Text extract -
>>>

Moscow has built up a reputation as one of Europe’s most glamorous cities, and boasts a wealth of luxury stores selling the world’s most exclusive brands. Research and consulting firm PMR estimated Russia’s clothing, footwear and accessories (CFA) market to be worth 1.525 billion rubles ($48.1 billion) in 2009. But this spending power and thirst for luxury has yet to translate into demand for home-grown fashion talent. According to a Levada Center poll conducted earlier this year, 79 percent of Russians between the ages of 16 and 45 own at least two items made by Western fashion brands. In contrast, only eight percent owned an item produced by a Russian designer. The reasons for this are manifold, from problems with production and distribution to a lack of recognizable brands.

Ukrainian designer Lilia Poustovit has been showcasing at Russian Fashion Week since the first event in 2000. She believes that although underdeveloped, the Russian market does not suffer from a lack of potential. “It’s just opening up for local designers, in every region there are already beautiful shops, which are practically ready to sell designer clothes produced in Russia,” she said.

Poustovit has built up a successful brand since her first show in Moscow, both within the CIS and further afield. She currently sells through shops in Ukraine, Russia, the United States and Western Europe, including cult London concept store Dover Street Market. With this experience behind her, she said that the attitude toward fashion in Russia needs to change before Moscow can fully develop as a fashion capital. “Street style needs to reach a certain level, then it will be important to people not only to dress well, but also to look for creatively designed clothes,” she said. But to the new crop of designers graduating from Russian institutions, this may sound like a pipe dream.

Juliya Sadchikova is working at this year’s fashion week as a make-up artist with event sponsor Maybelline. But by education she is a fashion designer, with work experience in London.

“Compared to London, Russian Fashion Week is very weak,” she said, “We are still trying to copy the West but we’re behind, and everything is much too commercial.”

Sadchikova sees education as one of the major barriers to Moscow reaching its fashion potential. “State education in design is very bad. If you are Russian and you want to study design, the only options are private institutions here, or travelling abroad.” Despite graduating from the Institute of Modern Design in Moscow, a private institution, Sadchikova is looking to move abroad, and accepts that if she does so, she will probably have to retrain. Most of her fellow graduates are facing the same choice. “There’s a lot of potential and talent in Russia, but most people want to move abroad, to go to Italy or to London,” she said.

And for those trying to stay and work in Russia, there are a number of barriers to success, not least the problem of how to turn creative talent into a successful business. The New York based research and consultancy company Russian Trends Watch produced a report on the Russian fashion industry earlier this year. The report highlights that in many cases, the designer is also the CEO of the fashion house, which “effectively stops the Russian fashion sector from maturing into the corporate environment.” Securing investment was also seen as a problem, with most funding coming from private funds or venture capital.

Poustovit also cited business development as a key factor currently holding the Russian industry back: “Of course, development of the industry itself is also important. Fashion week on its own means very little without a fashion industry, which functions as a business,” she said.

However, there are areas where Moscow is capitalizing on the thirst for luxury and the local spending clout. It is the foremost fashion week in the CIS and is using this position to attract talent from smaller industries based in other countries to the Russian capital. While dominated by Russian brands, this season’s event also featured designers from Latvia, Belarus and Ukraine. “Russia is a really important market for us, particularly Moscow, where we’ve been selling in Bosco Family [the Moscow chain of stores] for years,” Poustovit said. “We’re also in Russia’s best concept store Le Form and we’re really proud of that cooperation.”

<<<

Required actions -
- a) In the article on Russian fashion, what share of Russians aged 16 to 45 owned an item made by a Russian designer, according to the Levada Center poll?
- b) Return every line of the listing below that contains the word "green".

Dataset excerpts -
>>>

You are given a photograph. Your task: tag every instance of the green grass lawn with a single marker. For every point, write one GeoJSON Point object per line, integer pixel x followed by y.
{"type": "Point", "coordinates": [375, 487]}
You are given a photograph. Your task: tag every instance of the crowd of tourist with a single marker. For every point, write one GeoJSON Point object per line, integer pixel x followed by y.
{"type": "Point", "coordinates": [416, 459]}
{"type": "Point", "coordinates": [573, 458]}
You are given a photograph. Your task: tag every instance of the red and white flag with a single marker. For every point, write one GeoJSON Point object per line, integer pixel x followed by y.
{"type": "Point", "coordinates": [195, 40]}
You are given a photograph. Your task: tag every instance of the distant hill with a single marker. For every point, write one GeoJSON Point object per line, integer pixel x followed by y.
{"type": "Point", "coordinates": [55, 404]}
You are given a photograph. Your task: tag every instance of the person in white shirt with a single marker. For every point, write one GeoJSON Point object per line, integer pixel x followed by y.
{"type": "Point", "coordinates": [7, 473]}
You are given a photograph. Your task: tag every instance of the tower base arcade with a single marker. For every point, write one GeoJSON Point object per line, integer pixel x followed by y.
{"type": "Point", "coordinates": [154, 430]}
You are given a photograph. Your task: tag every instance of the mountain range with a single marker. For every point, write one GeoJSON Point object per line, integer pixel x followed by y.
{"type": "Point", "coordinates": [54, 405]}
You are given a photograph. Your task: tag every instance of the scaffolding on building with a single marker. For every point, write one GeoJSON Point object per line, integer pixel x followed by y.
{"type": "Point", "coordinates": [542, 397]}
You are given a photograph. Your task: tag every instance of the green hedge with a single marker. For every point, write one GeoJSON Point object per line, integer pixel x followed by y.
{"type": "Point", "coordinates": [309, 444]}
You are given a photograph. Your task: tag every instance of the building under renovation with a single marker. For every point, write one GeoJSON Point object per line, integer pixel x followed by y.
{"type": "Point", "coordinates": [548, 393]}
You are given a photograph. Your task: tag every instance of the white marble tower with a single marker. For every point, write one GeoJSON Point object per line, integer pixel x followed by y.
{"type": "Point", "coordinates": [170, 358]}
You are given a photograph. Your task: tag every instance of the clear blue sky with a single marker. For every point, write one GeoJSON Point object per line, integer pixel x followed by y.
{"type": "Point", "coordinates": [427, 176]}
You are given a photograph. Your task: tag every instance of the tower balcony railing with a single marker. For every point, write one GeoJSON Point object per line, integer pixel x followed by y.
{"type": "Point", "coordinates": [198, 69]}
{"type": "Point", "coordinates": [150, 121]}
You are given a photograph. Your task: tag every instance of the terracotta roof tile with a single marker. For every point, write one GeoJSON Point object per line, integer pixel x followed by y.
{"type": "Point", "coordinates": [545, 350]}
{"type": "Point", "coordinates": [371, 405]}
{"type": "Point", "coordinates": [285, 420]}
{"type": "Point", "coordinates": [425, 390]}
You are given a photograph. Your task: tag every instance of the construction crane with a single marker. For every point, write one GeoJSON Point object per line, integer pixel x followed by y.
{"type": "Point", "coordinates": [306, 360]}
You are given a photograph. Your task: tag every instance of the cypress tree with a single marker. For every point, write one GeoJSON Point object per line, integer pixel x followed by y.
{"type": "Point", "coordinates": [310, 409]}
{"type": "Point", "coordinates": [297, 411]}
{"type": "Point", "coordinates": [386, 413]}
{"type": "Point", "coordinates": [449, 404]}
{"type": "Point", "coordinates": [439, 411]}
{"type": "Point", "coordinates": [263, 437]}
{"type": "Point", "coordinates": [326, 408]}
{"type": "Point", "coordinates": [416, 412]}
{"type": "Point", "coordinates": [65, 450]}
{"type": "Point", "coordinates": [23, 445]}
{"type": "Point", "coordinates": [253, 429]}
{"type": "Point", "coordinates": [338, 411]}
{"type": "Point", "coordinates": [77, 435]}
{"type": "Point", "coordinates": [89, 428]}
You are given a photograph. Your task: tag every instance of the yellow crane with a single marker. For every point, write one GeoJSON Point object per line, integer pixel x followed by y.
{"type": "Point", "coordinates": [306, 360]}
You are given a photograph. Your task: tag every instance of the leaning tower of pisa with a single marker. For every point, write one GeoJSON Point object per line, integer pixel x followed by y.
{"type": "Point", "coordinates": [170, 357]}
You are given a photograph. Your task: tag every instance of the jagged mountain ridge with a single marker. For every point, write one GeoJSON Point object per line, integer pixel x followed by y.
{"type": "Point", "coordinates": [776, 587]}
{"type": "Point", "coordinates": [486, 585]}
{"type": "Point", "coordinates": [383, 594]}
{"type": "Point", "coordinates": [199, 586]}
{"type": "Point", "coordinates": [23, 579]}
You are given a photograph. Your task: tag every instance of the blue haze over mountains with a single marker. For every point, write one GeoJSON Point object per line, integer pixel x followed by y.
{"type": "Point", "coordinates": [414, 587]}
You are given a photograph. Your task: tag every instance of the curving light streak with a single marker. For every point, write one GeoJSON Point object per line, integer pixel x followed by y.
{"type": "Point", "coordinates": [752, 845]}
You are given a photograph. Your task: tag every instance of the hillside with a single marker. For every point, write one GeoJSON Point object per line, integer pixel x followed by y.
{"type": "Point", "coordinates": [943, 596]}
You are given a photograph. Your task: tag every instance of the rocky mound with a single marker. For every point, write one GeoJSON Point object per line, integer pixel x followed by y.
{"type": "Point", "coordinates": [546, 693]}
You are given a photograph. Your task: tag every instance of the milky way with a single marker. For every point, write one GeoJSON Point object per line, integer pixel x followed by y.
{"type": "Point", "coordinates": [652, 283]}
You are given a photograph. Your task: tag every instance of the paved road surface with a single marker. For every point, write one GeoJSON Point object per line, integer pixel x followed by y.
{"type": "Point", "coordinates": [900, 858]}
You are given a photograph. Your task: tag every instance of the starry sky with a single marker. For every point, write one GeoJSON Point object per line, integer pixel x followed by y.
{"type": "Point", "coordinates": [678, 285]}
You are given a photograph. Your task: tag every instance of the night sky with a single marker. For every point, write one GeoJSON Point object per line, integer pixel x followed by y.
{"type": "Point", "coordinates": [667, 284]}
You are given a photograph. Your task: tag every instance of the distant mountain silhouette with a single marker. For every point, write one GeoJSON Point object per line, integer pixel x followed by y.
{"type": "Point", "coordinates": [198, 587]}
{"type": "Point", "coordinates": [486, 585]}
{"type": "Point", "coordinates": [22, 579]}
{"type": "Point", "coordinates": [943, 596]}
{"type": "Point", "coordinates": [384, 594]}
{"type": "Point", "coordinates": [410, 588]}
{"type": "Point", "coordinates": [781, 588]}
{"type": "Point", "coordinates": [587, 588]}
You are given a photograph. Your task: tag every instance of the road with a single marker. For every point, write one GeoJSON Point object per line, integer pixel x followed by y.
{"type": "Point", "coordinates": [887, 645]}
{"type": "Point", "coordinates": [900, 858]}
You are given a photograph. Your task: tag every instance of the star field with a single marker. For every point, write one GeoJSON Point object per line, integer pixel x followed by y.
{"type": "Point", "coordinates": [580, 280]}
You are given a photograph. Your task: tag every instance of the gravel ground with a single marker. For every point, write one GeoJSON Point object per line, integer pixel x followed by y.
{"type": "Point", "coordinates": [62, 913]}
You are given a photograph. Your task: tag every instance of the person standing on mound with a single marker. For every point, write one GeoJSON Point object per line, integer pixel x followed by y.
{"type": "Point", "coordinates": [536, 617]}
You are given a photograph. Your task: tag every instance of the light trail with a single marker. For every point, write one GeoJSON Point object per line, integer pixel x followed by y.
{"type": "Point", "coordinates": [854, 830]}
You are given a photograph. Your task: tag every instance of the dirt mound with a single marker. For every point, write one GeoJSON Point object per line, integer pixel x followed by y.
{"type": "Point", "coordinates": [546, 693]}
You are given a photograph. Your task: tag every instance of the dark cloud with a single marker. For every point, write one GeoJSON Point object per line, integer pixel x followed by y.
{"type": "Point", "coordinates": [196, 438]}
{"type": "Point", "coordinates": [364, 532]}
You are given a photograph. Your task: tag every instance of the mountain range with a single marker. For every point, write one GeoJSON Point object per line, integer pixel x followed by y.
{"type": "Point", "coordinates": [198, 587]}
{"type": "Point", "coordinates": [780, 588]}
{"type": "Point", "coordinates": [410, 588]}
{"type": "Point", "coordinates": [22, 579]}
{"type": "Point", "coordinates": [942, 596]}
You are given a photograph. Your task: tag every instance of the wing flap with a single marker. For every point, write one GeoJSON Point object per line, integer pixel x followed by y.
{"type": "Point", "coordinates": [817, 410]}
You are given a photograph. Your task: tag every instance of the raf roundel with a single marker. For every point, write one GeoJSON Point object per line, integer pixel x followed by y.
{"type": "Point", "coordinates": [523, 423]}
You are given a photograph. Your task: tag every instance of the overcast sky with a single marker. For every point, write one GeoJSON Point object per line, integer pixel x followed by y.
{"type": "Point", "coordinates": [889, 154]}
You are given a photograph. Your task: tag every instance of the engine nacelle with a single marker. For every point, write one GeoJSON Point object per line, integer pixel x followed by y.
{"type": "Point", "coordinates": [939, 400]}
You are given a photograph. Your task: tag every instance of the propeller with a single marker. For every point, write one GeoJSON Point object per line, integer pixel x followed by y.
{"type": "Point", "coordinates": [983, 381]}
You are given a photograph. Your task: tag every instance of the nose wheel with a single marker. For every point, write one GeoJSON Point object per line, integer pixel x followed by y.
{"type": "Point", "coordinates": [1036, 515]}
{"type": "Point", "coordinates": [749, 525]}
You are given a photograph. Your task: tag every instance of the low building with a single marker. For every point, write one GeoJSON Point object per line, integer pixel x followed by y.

<<<

Exercise answers -
- a) Eight percent.

- b)
You are given a photograph. Your task: tag every instance of the green grass lawn with a single marker. For every point, write one GeoJSON Point object per line, integer pixel x followed by y.
You are given a photograph. Your task: tag every instance of the green hedge with a single marker. For every point, write one GeoJSON Point object per line, integer pixel x followed by y.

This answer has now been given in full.